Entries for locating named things
------------------------------

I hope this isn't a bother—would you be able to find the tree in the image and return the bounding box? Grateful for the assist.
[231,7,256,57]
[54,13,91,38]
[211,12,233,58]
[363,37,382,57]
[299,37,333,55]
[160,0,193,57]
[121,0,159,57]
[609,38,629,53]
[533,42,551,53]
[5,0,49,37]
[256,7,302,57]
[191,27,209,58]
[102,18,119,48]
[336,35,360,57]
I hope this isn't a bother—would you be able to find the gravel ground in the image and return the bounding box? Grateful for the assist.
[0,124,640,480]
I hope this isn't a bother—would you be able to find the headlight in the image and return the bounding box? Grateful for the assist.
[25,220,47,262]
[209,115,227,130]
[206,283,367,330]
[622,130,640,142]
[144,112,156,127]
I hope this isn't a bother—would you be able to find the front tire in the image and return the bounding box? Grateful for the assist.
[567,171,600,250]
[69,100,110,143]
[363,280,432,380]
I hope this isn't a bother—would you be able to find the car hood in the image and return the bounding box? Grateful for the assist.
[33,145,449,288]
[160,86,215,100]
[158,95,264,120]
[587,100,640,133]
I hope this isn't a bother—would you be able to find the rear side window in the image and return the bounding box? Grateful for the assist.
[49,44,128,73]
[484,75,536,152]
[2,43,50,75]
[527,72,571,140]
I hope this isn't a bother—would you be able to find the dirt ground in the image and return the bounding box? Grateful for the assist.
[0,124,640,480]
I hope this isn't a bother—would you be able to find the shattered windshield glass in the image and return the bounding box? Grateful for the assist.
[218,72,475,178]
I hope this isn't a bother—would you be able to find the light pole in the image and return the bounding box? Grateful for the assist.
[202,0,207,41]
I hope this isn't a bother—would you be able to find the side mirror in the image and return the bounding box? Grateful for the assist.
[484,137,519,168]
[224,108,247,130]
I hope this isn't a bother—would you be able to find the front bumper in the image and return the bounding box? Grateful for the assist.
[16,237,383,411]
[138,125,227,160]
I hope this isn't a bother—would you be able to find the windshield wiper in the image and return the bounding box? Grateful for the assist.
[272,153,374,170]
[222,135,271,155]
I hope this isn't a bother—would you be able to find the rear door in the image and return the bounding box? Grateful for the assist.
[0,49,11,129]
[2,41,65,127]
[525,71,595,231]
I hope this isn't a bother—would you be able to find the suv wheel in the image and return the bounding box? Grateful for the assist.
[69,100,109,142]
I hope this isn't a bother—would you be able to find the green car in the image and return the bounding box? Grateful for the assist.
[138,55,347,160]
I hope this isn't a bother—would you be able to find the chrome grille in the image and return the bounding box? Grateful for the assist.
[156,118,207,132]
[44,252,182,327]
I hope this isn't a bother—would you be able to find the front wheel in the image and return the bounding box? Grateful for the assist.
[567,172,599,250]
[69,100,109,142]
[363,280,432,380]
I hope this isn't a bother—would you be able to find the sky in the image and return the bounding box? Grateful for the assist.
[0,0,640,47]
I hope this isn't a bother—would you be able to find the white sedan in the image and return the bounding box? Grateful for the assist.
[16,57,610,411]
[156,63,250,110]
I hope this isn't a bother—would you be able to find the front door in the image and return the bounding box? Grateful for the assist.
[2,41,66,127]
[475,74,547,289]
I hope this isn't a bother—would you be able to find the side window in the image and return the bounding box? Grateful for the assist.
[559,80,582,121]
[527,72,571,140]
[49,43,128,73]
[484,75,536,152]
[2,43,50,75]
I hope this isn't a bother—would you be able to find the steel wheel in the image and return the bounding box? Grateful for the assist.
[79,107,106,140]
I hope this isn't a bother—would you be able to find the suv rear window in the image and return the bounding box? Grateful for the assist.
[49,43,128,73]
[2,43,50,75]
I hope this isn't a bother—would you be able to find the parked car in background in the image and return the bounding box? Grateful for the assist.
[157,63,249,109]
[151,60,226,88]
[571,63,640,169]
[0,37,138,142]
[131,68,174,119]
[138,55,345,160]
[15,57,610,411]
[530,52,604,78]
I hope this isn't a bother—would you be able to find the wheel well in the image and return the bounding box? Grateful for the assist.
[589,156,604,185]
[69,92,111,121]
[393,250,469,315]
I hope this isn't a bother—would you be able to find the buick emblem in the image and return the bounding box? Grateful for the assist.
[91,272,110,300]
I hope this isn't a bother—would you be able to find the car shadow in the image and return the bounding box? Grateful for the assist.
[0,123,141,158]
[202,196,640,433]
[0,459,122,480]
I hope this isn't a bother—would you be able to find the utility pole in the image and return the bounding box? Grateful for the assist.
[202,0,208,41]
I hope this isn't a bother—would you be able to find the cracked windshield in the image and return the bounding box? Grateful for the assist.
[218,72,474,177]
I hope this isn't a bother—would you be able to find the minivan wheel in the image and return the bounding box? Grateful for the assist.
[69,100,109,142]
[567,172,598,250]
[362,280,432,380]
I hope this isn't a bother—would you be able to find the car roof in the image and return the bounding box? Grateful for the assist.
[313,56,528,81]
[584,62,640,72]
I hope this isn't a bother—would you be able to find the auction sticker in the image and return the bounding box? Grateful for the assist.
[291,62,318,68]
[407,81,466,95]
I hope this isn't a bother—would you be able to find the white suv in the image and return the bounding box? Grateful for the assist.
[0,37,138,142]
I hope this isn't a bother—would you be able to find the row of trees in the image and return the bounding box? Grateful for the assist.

------------------------------

** The problem **
Please copy the records from the line with "find the cracked" up to and including the final line of the records, requests included, rescaling every coordinate in the answers by a factor of 0.25 and rounding each to a whole number, with halves rounded up.

** Full solution **
I hope this isn't a bother—would you be able to find the cracked windshield in the image and return the bounding box? Grateful for the assist.
[55,18,119,44]
I hope this isn't a bother—would you be able to find the minivan wheel in the image and return the bounding box? Grateful for the assist.
[17,25,27,36]
[142,43,150,63]
[91,70,108,95]
I hope this isn't a bother—would you be able to find the car roof in the image and return the bounding box? Grateful for the assist.
[78,14,132,20]
[146,16,160,18]
I hope this isn't a bother—would you be able to find the auction sticker in the image and return the bounding box? Grateful for the assist.
[73,16,80,17]
[102,20,117,24]
I hope this isn't a bother—would you be able to find the white suv in the image and return the bounding box? Grateful for the assist.
[0,9,35,36]
I hope this isn't a bother—would you be able to find the row of trees in the image and return the bounding box? Grateful for the assist.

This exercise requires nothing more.